Convert the stretch of lines from the start of the records through the line containing "<point>229,478</point>" into a Markdown table with two columns, Row and Line. Put the row number under Row and the line under Line, and omit blank lines.

— start —

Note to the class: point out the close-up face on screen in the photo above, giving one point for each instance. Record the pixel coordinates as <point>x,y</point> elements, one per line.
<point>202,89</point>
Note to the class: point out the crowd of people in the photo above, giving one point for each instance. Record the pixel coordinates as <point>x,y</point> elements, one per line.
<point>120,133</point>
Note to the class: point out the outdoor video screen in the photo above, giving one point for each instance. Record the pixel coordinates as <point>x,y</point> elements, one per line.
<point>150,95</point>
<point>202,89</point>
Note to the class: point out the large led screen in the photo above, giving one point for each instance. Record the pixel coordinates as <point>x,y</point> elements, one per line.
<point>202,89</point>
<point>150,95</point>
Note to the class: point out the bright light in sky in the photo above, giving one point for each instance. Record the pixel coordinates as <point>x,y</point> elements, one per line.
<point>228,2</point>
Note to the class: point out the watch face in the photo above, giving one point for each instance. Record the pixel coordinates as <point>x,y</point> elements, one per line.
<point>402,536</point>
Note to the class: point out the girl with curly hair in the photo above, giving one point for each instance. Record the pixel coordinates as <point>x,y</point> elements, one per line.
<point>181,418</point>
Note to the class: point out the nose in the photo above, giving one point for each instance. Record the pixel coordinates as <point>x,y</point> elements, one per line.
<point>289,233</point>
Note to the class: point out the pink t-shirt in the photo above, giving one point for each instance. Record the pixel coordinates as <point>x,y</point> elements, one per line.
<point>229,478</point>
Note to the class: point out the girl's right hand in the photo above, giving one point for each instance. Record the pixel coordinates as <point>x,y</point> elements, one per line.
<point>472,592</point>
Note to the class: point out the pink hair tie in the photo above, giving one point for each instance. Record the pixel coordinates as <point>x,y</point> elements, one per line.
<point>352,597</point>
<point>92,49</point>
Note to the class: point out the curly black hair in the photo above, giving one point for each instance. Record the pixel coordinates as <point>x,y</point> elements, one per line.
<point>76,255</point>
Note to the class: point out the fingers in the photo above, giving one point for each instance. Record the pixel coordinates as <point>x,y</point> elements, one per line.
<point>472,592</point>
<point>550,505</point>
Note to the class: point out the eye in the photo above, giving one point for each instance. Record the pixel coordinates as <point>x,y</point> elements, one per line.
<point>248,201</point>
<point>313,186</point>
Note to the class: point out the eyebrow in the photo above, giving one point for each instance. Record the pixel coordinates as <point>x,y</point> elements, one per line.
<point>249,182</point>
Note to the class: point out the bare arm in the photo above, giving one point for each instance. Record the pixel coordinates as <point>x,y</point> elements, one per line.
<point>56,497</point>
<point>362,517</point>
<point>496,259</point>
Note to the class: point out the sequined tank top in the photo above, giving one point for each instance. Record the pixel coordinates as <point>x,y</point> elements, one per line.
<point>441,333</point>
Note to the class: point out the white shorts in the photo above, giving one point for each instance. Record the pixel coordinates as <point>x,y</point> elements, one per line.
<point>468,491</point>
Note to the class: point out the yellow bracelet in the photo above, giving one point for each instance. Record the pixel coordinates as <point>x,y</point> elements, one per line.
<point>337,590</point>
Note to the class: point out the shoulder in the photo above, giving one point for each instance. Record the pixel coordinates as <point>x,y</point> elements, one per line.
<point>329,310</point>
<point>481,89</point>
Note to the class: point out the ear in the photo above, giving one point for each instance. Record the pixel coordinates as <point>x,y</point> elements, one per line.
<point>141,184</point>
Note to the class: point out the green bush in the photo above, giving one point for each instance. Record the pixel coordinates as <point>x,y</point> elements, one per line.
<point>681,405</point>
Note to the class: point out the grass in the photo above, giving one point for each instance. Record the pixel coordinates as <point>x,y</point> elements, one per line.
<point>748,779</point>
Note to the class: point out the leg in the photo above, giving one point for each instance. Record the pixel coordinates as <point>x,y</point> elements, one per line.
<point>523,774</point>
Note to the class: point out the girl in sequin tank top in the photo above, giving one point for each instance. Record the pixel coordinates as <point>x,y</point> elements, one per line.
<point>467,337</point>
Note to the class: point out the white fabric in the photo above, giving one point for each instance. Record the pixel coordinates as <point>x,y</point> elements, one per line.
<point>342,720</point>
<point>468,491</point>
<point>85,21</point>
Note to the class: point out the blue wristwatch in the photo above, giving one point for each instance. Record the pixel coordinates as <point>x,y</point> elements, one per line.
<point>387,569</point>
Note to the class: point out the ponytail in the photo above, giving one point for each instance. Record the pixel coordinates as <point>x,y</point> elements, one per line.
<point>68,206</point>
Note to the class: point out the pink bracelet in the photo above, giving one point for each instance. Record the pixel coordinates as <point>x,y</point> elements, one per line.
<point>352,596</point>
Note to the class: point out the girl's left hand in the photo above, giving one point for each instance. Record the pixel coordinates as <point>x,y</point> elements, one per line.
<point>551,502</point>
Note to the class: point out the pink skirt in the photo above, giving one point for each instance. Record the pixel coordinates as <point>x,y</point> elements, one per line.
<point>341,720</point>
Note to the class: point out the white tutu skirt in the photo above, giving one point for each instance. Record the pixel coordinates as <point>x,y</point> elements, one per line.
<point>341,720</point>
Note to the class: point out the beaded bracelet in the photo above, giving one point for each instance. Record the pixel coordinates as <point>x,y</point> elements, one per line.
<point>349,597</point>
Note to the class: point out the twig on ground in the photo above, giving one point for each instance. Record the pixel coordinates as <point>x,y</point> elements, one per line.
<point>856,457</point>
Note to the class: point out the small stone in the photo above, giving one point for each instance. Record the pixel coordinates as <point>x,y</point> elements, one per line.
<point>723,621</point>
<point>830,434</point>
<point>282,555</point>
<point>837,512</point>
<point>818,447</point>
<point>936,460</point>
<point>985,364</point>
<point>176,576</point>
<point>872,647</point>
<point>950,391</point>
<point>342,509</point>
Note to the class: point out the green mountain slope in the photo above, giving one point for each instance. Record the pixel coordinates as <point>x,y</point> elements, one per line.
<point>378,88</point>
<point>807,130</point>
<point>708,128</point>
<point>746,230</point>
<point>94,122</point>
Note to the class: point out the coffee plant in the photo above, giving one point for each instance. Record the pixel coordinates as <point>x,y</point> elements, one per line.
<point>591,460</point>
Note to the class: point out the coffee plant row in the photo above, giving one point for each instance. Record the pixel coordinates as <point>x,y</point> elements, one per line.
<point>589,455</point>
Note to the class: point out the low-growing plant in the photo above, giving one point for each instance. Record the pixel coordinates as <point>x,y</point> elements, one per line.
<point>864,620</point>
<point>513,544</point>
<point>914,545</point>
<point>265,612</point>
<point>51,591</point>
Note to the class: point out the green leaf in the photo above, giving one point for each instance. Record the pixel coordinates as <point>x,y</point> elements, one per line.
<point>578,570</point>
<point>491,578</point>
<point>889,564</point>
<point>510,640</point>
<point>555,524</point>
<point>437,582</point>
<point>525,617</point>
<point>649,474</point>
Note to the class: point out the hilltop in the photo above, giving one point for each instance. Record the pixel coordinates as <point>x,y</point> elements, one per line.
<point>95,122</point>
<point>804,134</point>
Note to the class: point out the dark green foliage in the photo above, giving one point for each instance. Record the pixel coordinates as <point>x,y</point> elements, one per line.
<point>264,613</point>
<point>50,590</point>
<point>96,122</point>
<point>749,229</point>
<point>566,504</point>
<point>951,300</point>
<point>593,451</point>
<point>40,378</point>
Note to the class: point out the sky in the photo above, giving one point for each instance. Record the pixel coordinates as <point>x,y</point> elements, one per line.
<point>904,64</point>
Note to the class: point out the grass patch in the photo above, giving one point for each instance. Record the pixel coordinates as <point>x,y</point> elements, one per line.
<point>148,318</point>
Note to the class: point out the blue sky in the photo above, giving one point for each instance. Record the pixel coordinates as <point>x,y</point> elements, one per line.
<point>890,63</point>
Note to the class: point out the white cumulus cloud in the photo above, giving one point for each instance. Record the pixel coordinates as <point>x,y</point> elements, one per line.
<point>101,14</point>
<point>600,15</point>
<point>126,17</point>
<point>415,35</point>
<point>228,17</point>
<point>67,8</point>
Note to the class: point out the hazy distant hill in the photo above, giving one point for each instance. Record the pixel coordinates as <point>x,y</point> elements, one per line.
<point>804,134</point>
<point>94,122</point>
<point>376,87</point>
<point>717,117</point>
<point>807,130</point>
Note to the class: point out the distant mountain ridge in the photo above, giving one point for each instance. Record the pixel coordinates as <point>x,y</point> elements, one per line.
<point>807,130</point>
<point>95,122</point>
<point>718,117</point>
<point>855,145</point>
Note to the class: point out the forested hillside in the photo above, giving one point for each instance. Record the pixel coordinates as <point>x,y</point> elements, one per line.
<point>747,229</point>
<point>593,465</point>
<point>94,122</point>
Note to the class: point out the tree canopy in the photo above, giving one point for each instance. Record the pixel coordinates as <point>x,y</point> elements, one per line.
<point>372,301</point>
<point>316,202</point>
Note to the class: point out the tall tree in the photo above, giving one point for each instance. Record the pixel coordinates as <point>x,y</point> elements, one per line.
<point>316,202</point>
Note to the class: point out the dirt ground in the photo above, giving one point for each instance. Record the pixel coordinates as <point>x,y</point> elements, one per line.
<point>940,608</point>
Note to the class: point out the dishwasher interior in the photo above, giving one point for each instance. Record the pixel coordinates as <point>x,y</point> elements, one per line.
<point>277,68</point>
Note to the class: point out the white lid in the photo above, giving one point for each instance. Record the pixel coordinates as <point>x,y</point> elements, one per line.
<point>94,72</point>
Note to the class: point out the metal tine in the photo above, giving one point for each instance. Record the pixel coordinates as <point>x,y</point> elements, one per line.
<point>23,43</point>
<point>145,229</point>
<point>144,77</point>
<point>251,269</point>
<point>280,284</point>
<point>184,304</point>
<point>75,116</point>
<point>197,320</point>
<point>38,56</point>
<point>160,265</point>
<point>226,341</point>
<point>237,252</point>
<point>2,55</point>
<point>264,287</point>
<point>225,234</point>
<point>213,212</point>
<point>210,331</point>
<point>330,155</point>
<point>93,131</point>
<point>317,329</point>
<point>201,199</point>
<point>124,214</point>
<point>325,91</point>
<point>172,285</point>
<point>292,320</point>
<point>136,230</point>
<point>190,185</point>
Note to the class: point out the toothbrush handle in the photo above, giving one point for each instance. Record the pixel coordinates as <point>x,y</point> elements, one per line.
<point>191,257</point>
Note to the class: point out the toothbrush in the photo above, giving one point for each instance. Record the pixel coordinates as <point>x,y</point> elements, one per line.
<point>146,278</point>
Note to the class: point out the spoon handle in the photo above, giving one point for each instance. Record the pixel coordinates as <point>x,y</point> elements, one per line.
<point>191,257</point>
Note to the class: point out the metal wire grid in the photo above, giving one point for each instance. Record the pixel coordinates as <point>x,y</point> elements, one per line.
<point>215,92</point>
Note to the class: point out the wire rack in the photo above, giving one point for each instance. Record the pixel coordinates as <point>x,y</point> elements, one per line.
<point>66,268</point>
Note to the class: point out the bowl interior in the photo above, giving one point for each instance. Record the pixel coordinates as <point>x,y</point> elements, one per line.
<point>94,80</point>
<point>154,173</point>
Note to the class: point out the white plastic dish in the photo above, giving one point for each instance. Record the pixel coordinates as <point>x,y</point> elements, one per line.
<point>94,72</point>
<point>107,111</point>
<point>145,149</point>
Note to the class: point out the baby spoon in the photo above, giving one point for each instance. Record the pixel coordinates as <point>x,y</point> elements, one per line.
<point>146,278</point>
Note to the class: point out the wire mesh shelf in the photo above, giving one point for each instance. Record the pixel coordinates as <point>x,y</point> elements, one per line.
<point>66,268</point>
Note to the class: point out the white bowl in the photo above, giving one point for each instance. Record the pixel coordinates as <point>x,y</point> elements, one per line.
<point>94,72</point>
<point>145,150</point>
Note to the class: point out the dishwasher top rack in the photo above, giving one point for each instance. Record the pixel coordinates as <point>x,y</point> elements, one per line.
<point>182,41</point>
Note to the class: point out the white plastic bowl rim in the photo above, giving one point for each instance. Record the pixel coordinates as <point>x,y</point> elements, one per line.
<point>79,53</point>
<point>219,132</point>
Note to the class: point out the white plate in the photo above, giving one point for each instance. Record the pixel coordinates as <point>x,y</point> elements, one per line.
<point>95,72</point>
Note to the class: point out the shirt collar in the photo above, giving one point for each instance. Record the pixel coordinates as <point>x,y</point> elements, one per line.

— end —

● Reply
| Row | Line |
|---|---|
| 1 | Note to the class: point out the close-up face on screen in the photo above, giving one point for each instance. Record the pixel coordinates as <point>x,y</point> elements, one per line. |
| 2 | <point>202,89</point> |
| 3 | Note to the class: point out the crowd of people in the photo above, giving one point for each instance. Record the pixel coordinates as <point>x,y</point> elements, one per line. |
| 4 | <point>120,133</point> |
| 5 | Note to the class: point out the outdoor video screen in the photo above, giving one point for each instance. Record the pixel coordinates as <point>x,y</point> elements, one per line. |
| 6 | <point>150,95</point> |
| 7 | <point>202,89</point> |
| 8 | Note to the class: point out the large led screen in the photo above, giving one point for each instance. Record the pixel coordinates as <point>x,y</point> elements, one per line. |
| 9 | <point>202,89</point> |
| 10 | <point>150,95</point> |
| 11 | Note to the class: point out the bright light in sky in the photo above, giving one point for each instance. Record the pixel coordinates as <point>x,y</point> elements, one per line. |
| 12 | <point>228,2</point> |
| 13 | Note to the class: point out the watch face in the photo above, giving one point for each instance. Record the pixel coordinates as <point>x,y</point> elements, one per line. |
| 14 | <point>402,536</point> |
| 15 | Note to the class: point out the girl with curly hair in the photo above, giving one point for each instance. Record the pixel coordinates as <point>x,y</point> elements, one per line. |
| 16 | <point>181,418</point> |
| 17 | Note to the class: point out the nose in the photo above, giving one point for each instance. Record the pixel coordinates as <point>x,y</point> elements, one per line. |
| 18 | <point>289,233</point> |
| 19 | Note to the class: point out the pink t-shirt in the photo above, giving one point for each instance. Record the pixel coordinates as <point>x,y</point> elements, one per line. |
| 20 | <point>229,478</point> |